-- Provided records --

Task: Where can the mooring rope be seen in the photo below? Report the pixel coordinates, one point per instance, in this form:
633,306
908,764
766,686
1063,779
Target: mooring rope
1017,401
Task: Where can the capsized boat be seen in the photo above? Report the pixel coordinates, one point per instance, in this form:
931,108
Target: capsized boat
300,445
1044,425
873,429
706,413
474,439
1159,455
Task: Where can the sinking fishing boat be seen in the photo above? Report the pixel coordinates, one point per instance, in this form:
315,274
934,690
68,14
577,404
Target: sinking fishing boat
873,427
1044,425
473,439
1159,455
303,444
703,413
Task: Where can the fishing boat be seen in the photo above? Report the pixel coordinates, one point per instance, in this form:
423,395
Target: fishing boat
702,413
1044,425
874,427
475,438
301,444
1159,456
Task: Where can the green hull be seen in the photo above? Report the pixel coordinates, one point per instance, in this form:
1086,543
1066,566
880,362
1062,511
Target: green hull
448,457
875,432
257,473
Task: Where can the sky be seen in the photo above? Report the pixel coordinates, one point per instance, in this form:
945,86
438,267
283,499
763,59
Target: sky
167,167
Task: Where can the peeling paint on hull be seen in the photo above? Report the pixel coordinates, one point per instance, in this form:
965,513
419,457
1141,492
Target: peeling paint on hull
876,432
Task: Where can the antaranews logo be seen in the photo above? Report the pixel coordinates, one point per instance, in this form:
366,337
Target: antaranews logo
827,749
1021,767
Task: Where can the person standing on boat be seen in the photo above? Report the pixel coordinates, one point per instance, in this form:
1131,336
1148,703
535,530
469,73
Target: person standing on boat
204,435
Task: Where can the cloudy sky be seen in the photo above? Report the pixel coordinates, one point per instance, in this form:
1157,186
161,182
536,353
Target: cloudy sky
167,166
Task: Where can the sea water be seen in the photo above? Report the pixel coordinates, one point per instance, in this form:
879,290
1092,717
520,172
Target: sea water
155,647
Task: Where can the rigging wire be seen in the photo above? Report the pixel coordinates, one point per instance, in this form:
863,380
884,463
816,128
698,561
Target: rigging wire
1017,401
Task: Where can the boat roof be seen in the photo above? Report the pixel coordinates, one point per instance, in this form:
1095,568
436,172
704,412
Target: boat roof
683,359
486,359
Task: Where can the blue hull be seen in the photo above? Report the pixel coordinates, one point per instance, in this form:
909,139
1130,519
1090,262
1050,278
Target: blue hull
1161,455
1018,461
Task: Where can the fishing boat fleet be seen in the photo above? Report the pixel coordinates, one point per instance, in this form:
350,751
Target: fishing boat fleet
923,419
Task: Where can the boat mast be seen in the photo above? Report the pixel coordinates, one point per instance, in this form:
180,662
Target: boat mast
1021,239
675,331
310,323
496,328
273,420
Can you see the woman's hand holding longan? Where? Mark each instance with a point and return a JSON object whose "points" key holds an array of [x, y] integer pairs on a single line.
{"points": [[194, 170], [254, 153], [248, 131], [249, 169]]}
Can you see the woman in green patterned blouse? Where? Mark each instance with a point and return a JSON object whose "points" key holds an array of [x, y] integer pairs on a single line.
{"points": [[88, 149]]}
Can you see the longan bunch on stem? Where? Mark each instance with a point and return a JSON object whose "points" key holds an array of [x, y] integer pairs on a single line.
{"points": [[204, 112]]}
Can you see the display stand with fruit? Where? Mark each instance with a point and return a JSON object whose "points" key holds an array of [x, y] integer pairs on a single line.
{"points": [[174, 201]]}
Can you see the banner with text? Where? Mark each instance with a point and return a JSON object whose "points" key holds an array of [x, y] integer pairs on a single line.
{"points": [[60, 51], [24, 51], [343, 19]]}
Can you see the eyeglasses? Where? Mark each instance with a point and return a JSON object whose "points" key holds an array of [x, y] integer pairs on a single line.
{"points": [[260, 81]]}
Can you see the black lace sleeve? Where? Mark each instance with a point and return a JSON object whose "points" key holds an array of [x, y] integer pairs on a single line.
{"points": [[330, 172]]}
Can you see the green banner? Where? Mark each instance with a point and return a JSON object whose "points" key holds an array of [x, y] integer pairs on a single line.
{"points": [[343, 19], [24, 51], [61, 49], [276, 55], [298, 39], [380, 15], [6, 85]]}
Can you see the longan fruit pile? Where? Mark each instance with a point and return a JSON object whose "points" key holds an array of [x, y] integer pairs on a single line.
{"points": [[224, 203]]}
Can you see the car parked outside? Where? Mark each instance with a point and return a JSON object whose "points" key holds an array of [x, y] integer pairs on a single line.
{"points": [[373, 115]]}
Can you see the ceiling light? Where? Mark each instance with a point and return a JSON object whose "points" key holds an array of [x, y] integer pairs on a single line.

-- Directions --
Reproduce all of the entries above word for word, keeping every line unchanged.

-- Finished answer --
Task: Where can the mooring rope be seen in the photo below? Report the pixel coordinates, one point per instance, in this form:
633,306
908,764
766,686
1063,779
Target: mooring rope
1017,401
Task: Where can the capsized boat be seen in the photo above? Report the pixel coordinates, one point per instance, in this form:
931,108
Target: capsized boat
300,445
1044,425
873,429
706,413
474,439
1159,455
Task: Where can the sinking fishing boat be seen in the photo above? Report the pixel coordinates, one point per instance, in this form:
315,274
934,690
68,14
577,404
Target: sinking fishing boat
873,427
1044,425
473,439
1159,455
303,444
703,413
Task: Where can the fishing boat be seen in the photo above? Report the pixel coordinates, one point per instance, in this form:
423,395
Target: fishing boat
702,413
1044,425
874,427
475,438
301,444
1159,456
Task: Where can the green hull be seen in the photo above? Report the pixel coordinates, one point per instance, in this form:
1086,543
1066,566
880,362
1062,511
Target: green hull
448,457
875,432
257,473
Task: Where can the sky be seen in the photo above? Report the pixel coordinates, one point per instance, in this form:
945,86
438,267
283,499
763,59
Target: sky
167,167
Task: Where can the peeling paint on hull be seen in the photo above? Report the pixel coordinates, one point per instance, in this form:
965,513
419,457
1141,492
Target: peeling paint on hull
876,432
Task: Where can the antaranews logo be seen in the photo above? Report the pixel coordinates, one point per instance, in this form:
366,337
Target: antaranews logo
827,749
1021,767
Task: Where can the person standing on boat be seen in the photo above? Report the pixel coordinates, one point per instance, in this form:
1131,336
1148,703
535,530
469,73
Target: person standing on boat
204,435
Task: Where can the cloudy sky be seen in the photo above? Report the pixel coordinates, one point per instance, in this form:
1157,186
161,182
536,353
Target: cloudy sky
167,166
Task: Where can the sea water be seen in the photo above? Report the pixel coordinates, one point per instance, in this form:
879,290
1092,717
520,172
Target: sea water
155,647
Task: Where can the rigging wire be seen in the photo above? Report the pixel coordinates, one point per instance, in this form:
863,380
884,463
816,128
698,561
Target: rigging wire
1017,401
Task: Where can the boat roof be seen in the photo above? Report the pixel coordinates, one point per instance, in this form:
1095,568
436,172
704,412
Target: boat roof
683,359
486,359
Task: Where can the blue hull be seen in the photo above? Report the pixel coordinates, one point per instance, in this form:
909,139
1130,519
1090,262
1050,278
Target: blue hull
1161,455
1018,461
Task: Where can the fishing boat fleet be seen in the photo above? Report the pixel coordinates, one point per instance, in this form:
350,751
Target: fishing boat fleet
923,419
Task: Where can the boat mast be seen in the photo above? Report the pixel coordinates, one point per instance, in this form:
180,662
Target: boat mast
1021,239
675,331
310,323
496,328
273,420
Can you see the woman's hand holding longan? Where? Mark each instance with a point and return a JSON object whose "points" key holds an array of [x, y] integer pairs on a single line.
{"points": [[194, 170], [254, 153], [248, 131], [249, 169]]}
Can you see the woman in green patterned blouse? Where? Mark each instance with a point and return a JSON object whose "points" key holds an array of [x, y] integer pairs on a single line.
{"points": [[88, 149]]}
Can you see the longan bunch on stem? Where? Mark each instance with a point and return a JSON object whose "points" key holds an array of [x, y] integer pairs on a single line.
{"points": [[204, 112]]}
Can you see the display stand with fruit? Where? Mark each instance with a point and return a JSON object whose "points" key holds an array of [x, y] integer pairs on a single line.
{"points": [[174, 201]]}
Can you see the banner with text? Where? Mark each instance with a point and return a JSON object whose "points" key holds an array of [x, y] integer pairs on a single line.
{"points": [[60, 51], [24, 51], [343, 19]]}
Can you see the eyeglasses? Where? Mark each instance with a point and return a JSON object whose "points" key holds an array of [x, y] integer pairs on a single line.
{"points": [[260, 81]]}
Can you see the black lace sleeve? Where? Mark each instance with a point and return a JSON object whose "points" key holds an array of [x, y] integer pairs on a single line.
{"points": [[330, 172]]}
Can you see the green banner? Where? Mark each instance with a point and return a JSON object whose "points" key holds an array of [x, y] integer pairs on a single line.
{"points": [[343, 19], [24, 51], [61, 49], [276, 55], [298, 39], [380, 15], [6, 85]]}
Can you see the longan fruit pile? Where? Mark each instance with a point and return a JSON object whose "points" key holds an array of [x, y] integer pairs on a single line.
{"points": [[224, 203]]}
Can you see the car parked outside? Where? Mark each instance with a point and return a JSON object whose "points" key holds an array of [x, y] integer pairs on a single line.
{"points": [[373, 115]]}
Can you see the ceiling light? Where? Mark each instance with a point and return a JSON object whose "points" key holds an array of [x, y] integer pairs on a single line.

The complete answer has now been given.